-- START Excerpted text --

Ending Princess’ Reign Was A Treat

Ann G. Sjoerdsma The Virginian-Pilot

I was never a fairy princess. I never wanted to be a fairy princess. All I ever wanted to do was vanquish the fairy princess.

And one Halloween, I did.

Long before I knew about spirits of the newly dead going door-to-door and other pagan beliefs of Halloween, I was a little girl who looked forward to collecting candy, carving pumpkins and dressing up.

The only thing I didn’t like about Halloween was the fairy princess, who each year would win the class prize for “Most Beautiful” costume.

Usually, she was my best friend, “Cathy.”

Up until the third grade, it didn’t bother me. I happily, and shyly, played the obligatory Dutch girl with authentic wooden shoes and other benign non-princess characters for Halloween.

Although I admired the princess who detected a pea beneath a stack of mattresses, the ones just on the make for Prince Charming - like Cinderella - didn’t appeal to me.

This was partly because I freely roamed the kingdom of children’s make-believe, having endless adventures, without the King or Queen looking over my shoulder. But, also, because I had a real-life princess with whom to contend, one with curls, freckles on her nose and a dainty step. Cathy.

Worse, she was also a ballerina.

I had copped out of ballet in kindergarten. One day, after being thoroughly humiliated by my balletic ineptness, I informed my mother, “I’m not going back.”

And I didn’t.

Failure came early.

But each year, I attended Cathy’s recital, enduring the cute tap dances, pink fluff, the ocean of freckles and curls, and Cathy’s mother’s fawning.

No one in my family fawned.

Then at age 8 - the age of logic, say psychologists - I took a good look at the fairy princess lifestyle and started asking questions.

Why was it, I asked, Cathy’s mother was always taking Cathy’s side in our spats without investigating my side first? And why did she bring my mother into it? Why was Cathy’s mother doing her daughter’s bidding, even retelling Cathy’s fibs? And why was Cathy tattling to her mother?

The injustice stung me, and I didn’t even know what injustice was.

Besides all that, what was the point in having a bedroom full of can’t-touch antiques, bare walls and a walk-in closet, like Cathy had? And who wanted to wear doll-baby dresses that couldn’t be dirtied? And have a dog that couldn’t come into the house?

-- END Excerpted text --

- _Set task 1_
Report every line of the records that contains the string "head", treating case as significant.

-- START Material provided --

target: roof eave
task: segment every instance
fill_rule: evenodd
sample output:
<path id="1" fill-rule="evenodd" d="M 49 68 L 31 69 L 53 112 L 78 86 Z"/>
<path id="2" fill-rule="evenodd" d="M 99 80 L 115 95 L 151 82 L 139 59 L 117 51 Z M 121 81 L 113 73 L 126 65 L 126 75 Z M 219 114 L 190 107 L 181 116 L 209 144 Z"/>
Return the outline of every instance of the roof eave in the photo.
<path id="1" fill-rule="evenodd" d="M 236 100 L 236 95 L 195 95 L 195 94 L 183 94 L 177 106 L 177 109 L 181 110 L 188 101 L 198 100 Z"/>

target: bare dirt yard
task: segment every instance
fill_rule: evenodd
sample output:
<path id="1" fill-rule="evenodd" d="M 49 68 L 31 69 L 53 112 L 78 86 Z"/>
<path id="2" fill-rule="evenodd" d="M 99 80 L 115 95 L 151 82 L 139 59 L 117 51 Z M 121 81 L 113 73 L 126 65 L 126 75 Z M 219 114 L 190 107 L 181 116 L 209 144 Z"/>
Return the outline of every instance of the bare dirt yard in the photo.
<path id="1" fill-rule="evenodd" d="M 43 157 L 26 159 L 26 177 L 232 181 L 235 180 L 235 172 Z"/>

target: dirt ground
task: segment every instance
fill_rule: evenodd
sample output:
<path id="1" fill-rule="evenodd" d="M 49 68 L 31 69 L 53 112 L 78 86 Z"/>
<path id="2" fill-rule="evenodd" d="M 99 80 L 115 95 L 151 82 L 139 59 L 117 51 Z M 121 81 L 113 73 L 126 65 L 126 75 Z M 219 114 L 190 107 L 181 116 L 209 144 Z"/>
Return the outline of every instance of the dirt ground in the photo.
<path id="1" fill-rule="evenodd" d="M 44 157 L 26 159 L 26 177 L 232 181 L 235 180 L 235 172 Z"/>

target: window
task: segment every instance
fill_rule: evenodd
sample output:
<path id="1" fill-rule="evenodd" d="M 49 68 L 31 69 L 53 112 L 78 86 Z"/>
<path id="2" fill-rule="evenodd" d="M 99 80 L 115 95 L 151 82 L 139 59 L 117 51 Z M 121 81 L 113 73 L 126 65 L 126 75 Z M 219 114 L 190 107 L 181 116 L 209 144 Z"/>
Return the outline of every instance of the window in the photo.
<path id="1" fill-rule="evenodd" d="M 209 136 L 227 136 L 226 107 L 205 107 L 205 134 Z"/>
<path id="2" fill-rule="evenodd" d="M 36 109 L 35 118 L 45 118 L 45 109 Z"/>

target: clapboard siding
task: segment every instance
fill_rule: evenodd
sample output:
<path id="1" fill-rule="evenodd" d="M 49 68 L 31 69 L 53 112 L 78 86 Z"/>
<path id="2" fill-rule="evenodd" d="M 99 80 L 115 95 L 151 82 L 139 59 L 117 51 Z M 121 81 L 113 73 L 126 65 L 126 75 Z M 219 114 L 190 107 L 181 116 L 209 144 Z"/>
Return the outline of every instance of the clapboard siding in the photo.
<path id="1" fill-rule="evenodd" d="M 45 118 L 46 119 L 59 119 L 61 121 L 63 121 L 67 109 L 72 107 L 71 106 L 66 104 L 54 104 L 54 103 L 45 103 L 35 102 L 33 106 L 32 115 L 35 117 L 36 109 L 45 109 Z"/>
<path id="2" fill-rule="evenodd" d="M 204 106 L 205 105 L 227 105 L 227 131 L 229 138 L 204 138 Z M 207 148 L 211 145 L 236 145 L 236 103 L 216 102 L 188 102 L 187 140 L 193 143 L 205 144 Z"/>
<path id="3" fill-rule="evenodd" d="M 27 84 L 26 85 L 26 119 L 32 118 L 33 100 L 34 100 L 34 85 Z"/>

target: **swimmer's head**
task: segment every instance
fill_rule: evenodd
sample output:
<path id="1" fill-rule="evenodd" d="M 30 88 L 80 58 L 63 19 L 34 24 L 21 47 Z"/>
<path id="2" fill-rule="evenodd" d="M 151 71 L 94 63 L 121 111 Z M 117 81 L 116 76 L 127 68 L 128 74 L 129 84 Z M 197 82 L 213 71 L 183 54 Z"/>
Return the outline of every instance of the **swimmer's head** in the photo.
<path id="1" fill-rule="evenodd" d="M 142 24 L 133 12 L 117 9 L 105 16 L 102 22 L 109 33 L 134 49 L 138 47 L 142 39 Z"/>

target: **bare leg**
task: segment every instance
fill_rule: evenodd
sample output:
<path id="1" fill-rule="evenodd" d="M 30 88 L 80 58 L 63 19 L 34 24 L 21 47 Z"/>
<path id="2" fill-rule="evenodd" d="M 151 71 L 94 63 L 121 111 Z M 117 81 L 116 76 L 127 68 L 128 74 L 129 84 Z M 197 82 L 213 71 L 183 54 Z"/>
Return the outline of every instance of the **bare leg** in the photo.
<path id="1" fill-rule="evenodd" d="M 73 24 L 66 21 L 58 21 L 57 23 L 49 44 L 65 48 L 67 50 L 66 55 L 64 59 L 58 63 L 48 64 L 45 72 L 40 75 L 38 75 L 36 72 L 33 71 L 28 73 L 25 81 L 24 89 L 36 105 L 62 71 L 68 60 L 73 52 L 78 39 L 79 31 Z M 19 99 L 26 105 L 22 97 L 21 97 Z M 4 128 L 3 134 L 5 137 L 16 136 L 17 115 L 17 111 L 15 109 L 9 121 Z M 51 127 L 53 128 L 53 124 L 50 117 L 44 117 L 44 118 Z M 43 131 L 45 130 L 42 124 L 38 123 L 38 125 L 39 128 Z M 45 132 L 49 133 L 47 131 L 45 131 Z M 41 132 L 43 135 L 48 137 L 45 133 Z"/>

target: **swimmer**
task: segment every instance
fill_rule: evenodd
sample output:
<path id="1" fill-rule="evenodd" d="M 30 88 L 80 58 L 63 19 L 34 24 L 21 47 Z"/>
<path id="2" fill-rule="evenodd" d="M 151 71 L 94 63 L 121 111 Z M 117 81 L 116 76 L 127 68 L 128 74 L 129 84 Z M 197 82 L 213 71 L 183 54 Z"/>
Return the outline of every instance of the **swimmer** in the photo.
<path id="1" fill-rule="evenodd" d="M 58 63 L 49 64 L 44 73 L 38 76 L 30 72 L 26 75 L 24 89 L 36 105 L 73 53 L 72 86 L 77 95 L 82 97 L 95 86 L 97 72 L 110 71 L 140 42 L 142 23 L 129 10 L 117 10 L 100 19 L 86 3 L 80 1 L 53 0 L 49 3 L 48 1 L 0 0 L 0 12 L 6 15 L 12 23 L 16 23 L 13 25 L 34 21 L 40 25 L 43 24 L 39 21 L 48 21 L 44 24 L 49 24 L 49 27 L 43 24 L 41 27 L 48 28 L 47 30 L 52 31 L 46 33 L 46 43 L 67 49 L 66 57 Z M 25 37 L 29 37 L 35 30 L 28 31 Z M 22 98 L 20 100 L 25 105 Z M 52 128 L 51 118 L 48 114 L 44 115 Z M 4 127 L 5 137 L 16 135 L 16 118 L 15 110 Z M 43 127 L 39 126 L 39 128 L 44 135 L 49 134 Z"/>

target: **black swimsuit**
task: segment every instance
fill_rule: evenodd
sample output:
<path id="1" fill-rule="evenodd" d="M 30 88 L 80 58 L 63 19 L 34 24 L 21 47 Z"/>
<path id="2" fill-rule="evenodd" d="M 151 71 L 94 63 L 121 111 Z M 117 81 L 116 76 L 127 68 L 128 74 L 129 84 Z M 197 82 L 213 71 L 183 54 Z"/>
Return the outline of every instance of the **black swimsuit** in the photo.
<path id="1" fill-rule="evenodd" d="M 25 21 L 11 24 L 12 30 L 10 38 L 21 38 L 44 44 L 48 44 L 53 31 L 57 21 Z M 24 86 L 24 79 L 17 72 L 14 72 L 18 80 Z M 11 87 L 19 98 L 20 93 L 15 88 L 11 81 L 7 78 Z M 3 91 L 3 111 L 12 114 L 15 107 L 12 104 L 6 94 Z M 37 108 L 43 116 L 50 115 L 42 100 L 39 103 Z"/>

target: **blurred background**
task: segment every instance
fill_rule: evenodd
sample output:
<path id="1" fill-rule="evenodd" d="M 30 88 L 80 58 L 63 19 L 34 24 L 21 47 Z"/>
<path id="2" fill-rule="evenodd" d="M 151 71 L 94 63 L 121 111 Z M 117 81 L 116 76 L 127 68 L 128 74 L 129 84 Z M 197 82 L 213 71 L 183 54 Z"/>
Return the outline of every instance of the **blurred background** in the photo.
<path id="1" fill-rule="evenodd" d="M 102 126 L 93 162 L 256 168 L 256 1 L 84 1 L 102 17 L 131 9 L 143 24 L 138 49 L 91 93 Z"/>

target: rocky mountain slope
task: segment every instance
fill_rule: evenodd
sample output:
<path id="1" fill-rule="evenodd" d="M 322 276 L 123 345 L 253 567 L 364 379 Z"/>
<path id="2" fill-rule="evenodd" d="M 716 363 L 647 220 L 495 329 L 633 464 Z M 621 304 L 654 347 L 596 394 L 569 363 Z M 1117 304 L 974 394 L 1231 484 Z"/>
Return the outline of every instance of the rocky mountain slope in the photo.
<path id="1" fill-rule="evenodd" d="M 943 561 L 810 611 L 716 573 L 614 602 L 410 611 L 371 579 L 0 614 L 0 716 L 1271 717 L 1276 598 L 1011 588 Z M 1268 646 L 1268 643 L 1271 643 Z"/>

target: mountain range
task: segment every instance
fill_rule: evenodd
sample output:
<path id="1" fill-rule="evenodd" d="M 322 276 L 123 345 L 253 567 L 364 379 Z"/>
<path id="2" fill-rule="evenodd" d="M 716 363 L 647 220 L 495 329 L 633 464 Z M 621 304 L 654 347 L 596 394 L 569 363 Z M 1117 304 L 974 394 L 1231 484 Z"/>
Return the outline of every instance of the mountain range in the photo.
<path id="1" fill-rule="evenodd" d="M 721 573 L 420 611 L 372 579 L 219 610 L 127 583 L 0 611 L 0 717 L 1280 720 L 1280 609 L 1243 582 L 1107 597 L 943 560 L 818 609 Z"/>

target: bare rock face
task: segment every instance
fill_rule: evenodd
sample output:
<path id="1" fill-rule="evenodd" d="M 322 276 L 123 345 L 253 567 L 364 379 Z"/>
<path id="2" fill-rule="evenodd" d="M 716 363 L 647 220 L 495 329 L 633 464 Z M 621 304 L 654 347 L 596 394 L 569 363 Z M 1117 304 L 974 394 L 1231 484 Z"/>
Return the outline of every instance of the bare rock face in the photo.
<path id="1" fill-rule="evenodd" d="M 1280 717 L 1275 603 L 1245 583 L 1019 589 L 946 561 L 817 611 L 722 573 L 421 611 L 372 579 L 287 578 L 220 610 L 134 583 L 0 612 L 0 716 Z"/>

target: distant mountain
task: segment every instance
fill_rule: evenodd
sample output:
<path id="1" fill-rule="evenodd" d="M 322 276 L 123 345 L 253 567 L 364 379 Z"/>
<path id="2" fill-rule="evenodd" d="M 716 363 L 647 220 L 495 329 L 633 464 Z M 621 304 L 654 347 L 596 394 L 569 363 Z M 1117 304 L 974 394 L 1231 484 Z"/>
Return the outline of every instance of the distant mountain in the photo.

-- END Material provided --

- _Set task 2_
Name the Halloween activities that the narrator of the Halloween essay says she looked forward to as a little girl.

- _Written response 1_
target: **swimmer's head**
Return the outline of every instance of the **swimmer's head** in the photo.

- _Written response 2_
- Collecting candy
- Carving pumpkins
- Dressing up